**Material for this task**
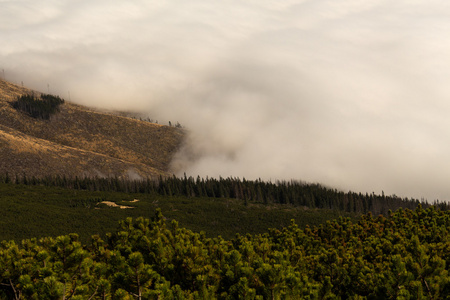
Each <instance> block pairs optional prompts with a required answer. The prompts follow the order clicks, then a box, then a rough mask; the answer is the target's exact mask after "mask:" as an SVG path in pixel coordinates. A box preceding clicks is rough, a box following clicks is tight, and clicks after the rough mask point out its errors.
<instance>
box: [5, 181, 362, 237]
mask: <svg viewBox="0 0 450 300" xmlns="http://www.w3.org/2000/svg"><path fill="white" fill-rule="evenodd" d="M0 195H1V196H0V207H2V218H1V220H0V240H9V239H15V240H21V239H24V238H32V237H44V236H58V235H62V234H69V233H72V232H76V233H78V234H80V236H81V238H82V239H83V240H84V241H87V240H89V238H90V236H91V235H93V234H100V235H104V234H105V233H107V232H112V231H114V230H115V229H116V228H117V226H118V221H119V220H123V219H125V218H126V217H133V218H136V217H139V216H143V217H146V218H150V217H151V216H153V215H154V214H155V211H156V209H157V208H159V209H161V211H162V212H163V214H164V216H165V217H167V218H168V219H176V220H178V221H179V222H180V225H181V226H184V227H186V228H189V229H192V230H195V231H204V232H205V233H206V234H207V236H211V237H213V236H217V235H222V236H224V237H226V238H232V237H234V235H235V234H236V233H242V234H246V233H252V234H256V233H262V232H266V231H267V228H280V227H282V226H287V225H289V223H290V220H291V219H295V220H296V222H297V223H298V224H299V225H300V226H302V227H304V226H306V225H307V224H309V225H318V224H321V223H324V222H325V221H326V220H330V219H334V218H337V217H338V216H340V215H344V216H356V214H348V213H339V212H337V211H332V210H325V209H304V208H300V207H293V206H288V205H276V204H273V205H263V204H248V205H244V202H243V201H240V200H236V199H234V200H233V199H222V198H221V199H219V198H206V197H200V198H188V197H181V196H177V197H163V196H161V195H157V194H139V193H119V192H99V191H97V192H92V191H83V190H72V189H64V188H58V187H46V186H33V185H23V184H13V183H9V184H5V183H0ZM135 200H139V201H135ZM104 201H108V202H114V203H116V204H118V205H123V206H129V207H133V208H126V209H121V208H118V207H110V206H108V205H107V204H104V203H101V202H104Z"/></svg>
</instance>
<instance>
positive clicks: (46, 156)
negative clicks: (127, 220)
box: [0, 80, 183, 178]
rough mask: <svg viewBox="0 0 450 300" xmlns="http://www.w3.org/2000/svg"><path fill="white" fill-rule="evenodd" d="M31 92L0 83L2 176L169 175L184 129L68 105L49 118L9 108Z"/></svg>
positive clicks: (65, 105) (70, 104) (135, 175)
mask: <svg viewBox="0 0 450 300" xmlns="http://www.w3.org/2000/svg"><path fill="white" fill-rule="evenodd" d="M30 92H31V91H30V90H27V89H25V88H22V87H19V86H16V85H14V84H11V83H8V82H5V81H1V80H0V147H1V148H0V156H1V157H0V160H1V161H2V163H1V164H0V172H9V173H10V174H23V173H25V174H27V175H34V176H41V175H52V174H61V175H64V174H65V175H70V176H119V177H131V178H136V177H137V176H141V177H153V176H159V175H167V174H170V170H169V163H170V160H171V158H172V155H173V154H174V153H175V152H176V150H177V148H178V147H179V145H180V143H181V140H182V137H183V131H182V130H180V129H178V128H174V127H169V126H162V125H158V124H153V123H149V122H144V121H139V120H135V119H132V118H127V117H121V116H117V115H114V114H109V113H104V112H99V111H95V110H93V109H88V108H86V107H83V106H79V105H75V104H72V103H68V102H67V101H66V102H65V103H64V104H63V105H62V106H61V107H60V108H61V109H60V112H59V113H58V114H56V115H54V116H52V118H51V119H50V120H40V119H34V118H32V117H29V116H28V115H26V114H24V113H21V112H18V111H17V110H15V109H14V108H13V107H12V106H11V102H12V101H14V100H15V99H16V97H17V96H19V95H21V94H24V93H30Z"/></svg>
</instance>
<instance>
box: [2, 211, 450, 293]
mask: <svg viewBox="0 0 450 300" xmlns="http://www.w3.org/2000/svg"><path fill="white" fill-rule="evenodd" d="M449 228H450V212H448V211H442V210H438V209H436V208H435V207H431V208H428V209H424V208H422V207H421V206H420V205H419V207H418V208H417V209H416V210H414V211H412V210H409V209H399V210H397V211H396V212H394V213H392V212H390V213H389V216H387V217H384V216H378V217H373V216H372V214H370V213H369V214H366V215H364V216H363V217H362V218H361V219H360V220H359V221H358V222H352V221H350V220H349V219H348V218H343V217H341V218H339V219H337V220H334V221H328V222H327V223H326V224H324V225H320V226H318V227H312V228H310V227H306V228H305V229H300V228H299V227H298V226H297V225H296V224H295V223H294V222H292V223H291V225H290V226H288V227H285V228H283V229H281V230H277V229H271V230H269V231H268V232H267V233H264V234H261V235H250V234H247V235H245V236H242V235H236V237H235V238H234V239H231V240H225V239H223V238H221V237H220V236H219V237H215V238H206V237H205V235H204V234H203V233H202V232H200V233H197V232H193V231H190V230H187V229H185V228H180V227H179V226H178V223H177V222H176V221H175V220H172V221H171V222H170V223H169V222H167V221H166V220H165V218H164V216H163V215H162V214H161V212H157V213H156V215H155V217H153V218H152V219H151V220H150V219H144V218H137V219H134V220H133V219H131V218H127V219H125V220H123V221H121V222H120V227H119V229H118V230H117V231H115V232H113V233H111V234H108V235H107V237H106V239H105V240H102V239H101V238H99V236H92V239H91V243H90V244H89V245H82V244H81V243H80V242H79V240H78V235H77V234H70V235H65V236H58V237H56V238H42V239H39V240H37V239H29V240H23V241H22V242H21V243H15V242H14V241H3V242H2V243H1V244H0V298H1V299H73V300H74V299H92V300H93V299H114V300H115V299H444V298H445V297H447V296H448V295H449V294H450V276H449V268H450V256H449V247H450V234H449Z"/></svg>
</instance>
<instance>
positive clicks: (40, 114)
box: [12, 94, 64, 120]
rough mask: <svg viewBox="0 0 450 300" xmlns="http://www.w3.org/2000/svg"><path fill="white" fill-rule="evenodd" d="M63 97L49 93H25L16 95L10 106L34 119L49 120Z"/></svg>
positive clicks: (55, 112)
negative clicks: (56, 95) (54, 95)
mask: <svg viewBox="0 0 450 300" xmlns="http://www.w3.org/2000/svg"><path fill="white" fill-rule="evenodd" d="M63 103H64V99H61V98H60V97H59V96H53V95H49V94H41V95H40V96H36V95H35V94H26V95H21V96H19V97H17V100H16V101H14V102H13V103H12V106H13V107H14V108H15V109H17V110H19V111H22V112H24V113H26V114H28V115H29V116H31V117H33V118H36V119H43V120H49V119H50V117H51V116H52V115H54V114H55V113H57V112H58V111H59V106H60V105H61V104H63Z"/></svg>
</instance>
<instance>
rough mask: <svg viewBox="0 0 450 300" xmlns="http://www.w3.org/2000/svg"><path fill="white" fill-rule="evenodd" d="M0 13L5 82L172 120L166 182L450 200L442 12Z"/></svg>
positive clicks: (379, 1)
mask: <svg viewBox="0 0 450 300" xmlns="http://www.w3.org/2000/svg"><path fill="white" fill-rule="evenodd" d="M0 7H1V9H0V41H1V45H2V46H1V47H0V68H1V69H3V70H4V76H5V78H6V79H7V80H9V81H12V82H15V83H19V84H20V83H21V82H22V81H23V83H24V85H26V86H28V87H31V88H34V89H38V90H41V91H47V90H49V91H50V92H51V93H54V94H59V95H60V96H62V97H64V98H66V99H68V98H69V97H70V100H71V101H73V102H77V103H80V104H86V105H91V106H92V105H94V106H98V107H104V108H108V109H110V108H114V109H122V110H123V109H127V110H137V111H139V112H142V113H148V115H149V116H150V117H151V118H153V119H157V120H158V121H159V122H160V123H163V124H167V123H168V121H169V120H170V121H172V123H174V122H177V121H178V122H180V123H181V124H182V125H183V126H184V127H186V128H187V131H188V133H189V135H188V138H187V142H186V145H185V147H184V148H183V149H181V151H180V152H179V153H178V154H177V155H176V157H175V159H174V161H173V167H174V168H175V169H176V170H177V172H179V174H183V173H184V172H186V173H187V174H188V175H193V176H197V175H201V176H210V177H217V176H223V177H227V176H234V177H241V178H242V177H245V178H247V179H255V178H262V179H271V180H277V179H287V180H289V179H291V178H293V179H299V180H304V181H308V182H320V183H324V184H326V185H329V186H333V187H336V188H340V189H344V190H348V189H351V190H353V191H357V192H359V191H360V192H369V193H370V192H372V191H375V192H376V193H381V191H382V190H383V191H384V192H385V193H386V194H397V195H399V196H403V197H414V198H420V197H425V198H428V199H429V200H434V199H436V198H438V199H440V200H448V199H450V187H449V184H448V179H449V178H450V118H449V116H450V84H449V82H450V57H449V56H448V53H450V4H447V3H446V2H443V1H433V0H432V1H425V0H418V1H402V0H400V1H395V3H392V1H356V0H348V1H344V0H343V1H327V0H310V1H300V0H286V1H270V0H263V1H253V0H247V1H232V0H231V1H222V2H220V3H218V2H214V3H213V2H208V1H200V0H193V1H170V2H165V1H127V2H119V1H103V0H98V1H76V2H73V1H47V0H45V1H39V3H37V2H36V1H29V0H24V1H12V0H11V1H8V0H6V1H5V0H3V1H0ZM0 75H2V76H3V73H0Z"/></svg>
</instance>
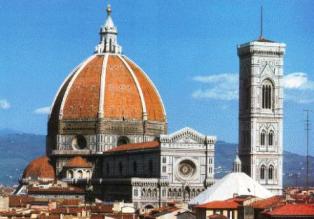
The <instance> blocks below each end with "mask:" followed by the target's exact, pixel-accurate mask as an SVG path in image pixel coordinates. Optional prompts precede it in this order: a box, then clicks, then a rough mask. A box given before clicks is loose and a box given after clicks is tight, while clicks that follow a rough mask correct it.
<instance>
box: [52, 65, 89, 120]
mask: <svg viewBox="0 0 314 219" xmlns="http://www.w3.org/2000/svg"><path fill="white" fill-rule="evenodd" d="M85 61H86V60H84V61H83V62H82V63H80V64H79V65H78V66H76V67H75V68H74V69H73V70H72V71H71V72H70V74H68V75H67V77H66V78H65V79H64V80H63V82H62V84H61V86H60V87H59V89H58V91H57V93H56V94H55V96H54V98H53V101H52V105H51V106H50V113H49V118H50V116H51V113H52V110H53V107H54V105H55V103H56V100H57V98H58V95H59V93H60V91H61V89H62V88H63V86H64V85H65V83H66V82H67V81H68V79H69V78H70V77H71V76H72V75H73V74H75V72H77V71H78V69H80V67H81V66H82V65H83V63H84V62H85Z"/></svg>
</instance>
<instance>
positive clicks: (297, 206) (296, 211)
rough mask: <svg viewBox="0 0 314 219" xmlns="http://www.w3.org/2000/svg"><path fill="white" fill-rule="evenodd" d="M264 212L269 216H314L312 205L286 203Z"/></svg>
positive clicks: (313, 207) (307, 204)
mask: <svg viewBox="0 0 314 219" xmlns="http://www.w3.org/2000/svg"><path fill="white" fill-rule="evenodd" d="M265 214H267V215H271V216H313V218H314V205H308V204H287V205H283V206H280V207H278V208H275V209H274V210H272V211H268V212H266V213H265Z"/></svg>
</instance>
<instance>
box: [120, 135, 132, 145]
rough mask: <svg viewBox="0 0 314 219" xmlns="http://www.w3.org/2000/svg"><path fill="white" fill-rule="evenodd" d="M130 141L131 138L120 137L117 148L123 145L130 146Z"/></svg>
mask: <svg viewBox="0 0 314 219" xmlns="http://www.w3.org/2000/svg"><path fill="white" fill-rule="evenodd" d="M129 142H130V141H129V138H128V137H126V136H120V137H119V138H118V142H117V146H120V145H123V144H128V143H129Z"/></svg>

--

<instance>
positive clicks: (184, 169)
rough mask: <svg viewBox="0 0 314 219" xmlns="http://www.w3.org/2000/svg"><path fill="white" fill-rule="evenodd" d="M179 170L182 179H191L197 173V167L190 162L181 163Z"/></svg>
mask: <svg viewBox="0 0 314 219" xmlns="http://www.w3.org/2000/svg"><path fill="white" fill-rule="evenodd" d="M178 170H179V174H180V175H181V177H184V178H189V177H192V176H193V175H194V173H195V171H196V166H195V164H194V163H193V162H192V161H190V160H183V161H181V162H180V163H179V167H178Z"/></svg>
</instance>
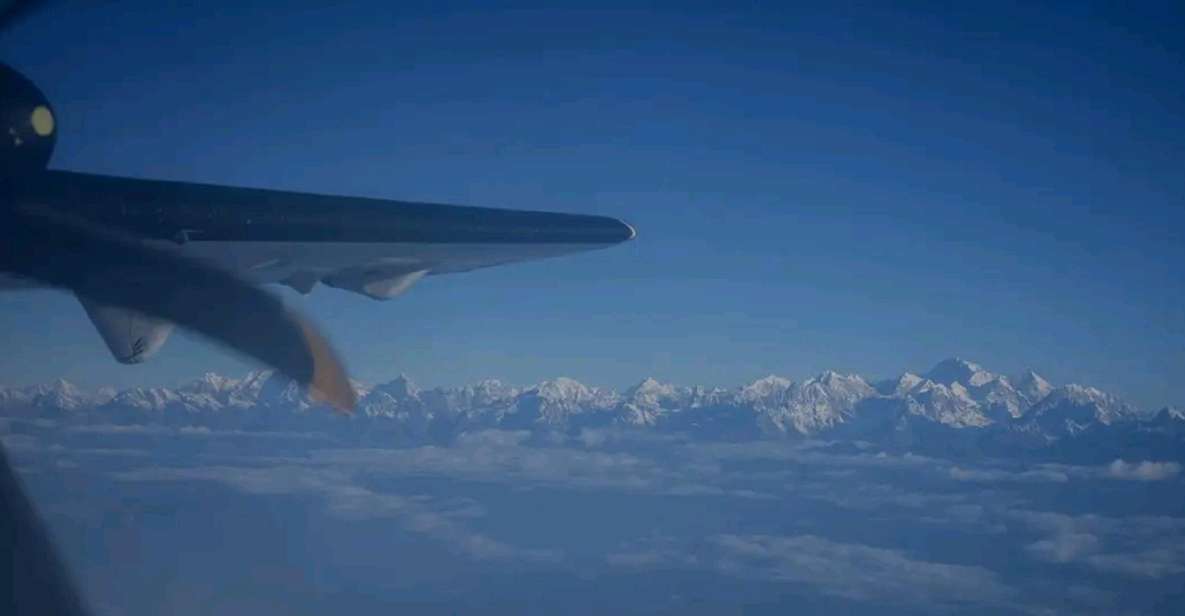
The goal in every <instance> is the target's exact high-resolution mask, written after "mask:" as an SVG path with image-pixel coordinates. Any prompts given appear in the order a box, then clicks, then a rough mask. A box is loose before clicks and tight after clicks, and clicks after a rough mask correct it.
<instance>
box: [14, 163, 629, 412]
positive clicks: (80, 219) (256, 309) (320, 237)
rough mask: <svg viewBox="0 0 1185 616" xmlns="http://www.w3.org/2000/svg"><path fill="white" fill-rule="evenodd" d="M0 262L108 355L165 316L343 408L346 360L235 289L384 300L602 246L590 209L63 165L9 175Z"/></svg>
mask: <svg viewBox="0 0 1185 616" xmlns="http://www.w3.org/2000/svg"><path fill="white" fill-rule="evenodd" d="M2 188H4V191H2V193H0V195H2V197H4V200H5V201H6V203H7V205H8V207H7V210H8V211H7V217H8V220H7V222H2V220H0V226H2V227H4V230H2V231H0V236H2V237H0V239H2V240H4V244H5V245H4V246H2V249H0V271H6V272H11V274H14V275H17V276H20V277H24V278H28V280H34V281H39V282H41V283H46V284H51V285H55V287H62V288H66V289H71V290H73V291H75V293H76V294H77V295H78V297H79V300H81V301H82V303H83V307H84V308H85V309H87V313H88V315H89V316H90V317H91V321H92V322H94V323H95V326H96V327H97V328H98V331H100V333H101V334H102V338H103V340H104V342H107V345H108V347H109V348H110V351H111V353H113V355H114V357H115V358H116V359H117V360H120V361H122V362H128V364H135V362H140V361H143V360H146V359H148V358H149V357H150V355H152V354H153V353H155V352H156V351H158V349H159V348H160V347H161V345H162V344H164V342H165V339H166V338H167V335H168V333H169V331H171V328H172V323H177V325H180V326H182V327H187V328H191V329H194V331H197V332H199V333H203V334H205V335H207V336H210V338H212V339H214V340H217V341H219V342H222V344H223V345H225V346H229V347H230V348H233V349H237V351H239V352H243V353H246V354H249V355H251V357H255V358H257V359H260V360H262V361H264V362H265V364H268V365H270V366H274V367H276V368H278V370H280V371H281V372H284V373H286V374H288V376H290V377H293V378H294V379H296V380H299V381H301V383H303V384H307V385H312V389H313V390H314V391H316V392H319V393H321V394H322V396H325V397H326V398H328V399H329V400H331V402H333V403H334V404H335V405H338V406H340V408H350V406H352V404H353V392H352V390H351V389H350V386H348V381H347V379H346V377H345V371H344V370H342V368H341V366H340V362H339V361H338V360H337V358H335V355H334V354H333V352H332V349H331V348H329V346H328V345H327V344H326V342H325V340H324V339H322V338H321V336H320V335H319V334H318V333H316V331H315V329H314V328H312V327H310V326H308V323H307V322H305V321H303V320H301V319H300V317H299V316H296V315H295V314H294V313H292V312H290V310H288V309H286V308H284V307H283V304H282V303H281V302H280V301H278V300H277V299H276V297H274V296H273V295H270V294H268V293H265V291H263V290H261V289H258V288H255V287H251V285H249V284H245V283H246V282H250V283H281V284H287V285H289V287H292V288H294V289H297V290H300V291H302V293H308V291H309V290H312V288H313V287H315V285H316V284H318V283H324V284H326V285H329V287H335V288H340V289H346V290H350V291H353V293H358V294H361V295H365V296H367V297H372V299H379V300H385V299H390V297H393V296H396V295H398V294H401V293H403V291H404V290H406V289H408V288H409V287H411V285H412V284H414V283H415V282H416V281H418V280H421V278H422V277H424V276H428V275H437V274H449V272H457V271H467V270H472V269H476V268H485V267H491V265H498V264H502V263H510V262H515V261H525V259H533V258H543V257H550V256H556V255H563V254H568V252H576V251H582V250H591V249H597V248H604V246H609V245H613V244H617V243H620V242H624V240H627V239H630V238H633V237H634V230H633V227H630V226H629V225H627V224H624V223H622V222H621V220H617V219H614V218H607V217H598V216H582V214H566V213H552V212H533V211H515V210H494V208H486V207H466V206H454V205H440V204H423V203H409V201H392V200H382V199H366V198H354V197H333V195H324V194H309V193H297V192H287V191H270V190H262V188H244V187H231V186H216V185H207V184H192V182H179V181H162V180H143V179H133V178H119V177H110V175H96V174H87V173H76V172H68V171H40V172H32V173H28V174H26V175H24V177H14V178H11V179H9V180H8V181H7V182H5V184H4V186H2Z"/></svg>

* * *

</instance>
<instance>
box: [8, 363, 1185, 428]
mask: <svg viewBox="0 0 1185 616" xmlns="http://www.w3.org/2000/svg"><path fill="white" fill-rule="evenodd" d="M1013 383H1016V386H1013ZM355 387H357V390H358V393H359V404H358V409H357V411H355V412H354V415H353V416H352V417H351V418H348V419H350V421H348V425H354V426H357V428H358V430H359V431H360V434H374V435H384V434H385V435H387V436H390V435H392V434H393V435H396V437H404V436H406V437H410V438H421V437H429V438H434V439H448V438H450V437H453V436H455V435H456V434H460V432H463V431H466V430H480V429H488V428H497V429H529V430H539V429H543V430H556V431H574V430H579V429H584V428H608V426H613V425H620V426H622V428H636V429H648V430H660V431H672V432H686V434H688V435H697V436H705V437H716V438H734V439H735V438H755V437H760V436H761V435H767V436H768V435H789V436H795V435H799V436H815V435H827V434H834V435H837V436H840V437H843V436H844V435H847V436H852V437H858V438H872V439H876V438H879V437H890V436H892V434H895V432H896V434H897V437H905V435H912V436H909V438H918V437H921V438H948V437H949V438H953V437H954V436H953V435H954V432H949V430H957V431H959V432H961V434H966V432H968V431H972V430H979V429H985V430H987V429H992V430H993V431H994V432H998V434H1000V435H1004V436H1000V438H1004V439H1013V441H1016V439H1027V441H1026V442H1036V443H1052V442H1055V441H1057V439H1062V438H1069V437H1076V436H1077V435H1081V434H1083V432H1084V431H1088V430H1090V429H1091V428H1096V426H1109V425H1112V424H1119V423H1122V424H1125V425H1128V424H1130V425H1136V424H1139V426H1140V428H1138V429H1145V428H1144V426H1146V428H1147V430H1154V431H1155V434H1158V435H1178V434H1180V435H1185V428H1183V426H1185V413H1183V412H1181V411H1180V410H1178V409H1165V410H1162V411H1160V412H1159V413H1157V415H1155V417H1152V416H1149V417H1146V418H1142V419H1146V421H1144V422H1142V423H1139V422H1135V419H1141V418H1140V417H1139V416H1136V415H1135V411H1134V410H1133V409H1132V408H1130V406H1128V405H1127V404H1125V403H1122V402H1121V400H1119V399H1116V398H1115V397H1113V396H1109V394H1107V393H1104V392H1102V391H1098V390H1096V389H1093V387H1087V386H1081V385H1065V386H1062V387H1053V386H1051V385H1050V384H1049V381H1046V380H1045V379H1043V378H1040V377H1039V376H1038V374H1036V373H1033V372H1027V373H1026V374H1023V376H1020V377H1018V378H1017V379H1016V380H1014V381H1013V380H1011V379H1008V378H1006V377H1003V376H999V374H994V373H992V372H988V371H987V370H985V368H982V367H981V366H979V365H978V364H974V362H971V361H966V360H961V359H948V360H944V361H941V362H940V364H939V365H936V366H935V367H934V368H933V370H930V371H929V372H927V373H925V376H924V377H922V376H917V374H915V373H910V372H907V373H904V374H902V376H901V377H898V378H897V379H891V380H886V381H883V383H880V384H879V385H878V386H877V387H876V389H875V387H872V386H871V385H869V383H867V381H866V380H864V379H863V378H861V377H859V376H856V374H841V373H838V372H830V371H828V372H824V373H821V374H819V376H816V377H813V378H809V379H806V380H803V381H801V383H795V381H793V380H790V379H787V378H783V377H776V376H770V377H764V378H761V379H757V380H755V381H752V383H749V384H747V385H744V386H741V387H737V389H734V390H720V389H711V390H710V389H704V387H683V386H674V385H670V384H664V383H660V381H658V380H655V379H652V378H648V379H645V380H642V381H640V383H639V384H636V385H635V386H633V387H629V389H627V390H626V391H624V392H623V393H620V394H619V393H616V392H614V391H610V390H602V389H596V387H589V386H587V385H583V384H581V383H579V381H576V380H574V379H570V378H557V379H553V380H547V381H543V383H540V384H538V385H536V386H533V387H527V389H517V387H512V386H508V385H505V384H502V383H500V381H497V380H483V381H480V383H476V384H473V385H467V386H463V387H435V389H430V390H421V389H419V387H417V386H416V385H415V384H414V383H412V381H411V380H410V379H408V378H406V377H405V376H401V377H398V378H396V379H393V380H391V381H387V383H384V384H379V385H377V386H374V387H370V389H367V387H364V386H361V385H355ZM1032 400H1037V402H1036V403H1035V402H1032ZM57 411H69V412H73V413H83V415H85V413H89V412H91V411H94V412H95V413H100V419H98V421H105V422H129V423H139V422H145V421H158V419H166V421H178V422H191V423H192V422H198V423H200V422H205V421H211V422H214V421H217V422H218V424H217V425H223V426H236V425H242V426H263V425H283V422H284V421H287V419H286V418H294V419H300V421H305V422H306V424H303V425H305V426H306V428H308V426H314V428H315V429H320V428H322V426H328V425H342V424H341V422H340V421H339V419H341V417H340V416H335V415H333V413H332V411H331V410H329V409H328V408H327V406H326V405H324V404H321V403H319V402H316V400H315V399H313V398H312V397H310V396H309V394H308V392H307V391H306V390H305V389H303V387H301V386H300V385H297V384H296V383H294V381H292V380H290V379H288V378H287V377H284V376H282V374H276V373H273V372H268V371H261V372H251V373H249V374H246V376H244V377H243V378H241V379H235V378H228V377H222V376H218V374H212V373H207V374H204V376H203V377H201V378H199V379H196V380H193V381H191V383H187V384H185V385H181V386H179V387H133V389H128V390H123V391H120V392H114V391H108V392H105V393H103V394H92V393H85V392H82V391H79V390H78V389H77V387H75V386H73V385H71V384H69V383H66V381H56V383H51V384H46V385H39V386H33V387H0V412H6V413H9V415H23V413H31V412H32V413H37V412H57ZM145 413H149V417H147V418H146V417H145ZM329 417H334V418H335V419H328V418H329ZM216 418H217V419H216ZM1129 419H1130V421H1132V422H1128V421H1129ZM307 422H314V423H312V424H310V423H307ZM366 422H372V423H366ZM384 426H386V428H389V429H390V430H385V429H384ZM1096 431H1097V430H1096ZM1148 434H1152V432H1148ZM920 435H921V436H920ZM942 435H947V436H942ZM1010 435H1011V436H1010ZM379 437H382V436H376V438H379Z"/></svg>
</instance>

**Work to be completed**
What lines in the data hold the word "given"? Return them.

**Solution**
The <instance> blocks below each end with "mask:" followed by the target's exact, pixel-accurate mask as an SVG path in image pixel coordinates. Optional prompts precede it in this order: a box, then clicks, then a rough mask. A box given before clicks is loose and a box given after clicks is tight, while clicks that follow a rough mask correct it.
The goal in every <instance> is the target's exact high-resolution mask, written after "mask:" as an SVG path with image-pixel coordinates. Any prompts given appear in the order a box, then clicks, then a rough mask. A box is loose before clicks and tight after clicks, and clicks after a rough mask correct it.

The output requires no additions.